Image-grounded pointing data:
++++++++++++++++++++

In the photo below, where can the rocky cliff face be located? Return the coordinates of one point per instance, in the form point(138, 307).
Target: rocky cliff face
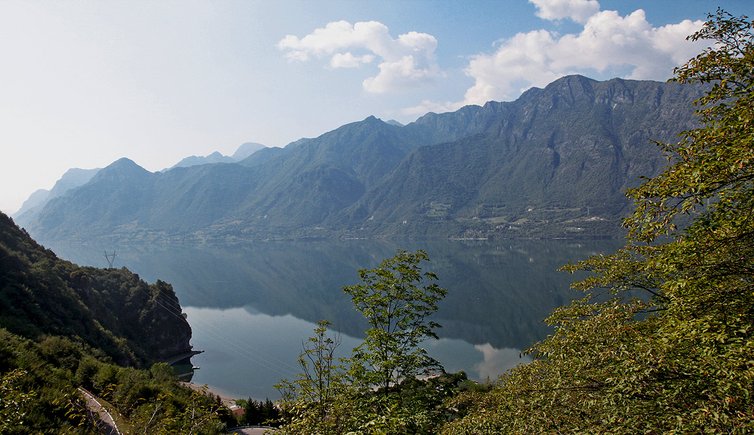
point(112, 310)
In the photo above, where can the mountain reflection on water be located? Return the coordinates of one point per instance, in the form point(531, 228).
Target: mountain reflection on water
point(251, 305)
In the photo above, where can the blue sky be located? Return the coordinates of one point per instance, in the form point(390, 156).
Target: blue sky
point(83, 83)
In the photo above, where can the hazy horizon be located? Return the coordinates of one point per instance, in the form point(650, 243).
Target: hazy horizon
point(86, 83)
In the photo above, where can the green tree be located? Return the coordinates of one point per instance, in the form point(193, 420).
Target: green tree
point(680, 357)
point(308, 402)
point(396, 298)
point(378, 389)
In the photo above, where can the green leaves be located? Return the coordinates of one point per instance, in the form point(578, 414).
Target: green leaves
point(397, 299)
point(678, 358)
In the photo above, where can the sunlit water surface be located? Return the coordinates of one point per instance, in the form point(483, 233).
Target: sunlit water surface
point(251, 306)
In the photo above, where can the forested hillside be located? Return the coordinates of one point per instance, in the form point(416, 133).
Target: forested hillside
point(65, 327)
point(554, 163)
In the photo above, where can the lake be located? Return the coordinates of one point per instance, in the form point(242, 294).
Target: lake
point(252, 305)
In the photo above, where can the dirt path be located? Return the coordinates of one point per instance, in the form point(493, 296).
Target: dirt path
point(106, 419)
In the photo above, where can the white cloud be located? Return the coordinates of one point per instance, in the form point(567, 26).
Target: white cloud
point(405, 61)
point(609, 44)
point(577, 10)
point(348, 60)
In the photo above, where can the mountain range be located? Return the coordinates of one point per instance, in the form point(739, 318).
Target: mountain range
point(554, 163)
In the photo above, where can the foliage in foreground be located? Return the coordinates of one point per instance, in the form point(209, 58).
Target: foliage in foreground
point(378, 389)
point(681, 358)
point(38, 392)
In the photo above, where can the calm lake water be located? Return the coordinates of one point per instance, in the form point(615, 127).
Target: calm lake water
point(252, 305)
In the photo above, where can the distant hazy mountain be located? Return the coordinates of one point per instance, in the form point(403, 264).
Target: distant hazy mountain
point(247, 149)
point(244, 151)
point(215, 157)
point(553, 163)
point(72, 179)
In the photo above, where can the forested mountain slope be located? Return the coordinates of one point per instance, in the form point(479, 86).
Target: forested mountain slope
point(554, 163)
point(112, 310)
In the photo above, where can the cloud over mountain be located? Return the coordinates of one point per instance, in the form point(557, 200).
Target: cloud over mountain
point(626, 46)
point(405, 61)
point(608, 45)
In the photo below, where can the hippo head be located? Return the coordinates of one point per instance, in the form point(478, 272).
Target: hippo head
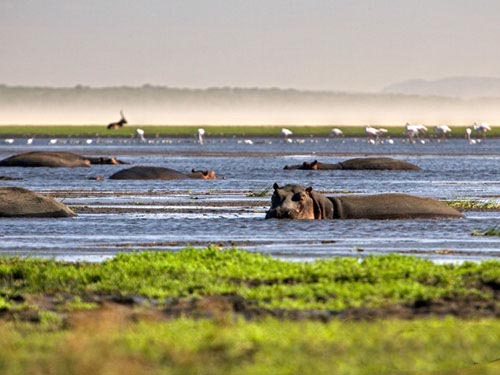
point(298, 202)
point(205, 175)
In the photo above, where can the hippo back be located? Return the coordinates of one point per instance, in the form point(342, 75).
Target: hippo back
point(378, 164)
point(390, 206)
point(20, 202)
point(148, 173)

++++++++++++++++++++

• [WORK INSTRUCTION] Set down the lines from the one containing "In the photo above, where can the forested mountain" through the last line of the records above, both included, exactly as they appear and with no other text. Pictures should not be set down.

• [TASK RESPONSE]
In the photo above, where can the forested mountain slope be located? Return the coordinates of one point per instance, in the form point(479, 86).
Target: forested mountain slope
point(554, 163)
point(112, 310)
In the photo above, where can the cloud over mountain be located? Return the coordinates of one point per instance, in the form point(557, 200).
Target: cloud over mountain
point(626, 46)
point(405, 61)
point(608, 45)
In the photo below, where can the hippo head be located? Return the coordinates of one point per instance, in the form point(478, 272).
Target: hippo head
point(298, 202)
point(205, 175)
In the photo above, where can the hippo back be located? Return the coordinates of one point per instance, in the form point(342, 75).
Target: hippo back
point(378, 164)
point(390, 206)
point(20, 202)
point(148, 173)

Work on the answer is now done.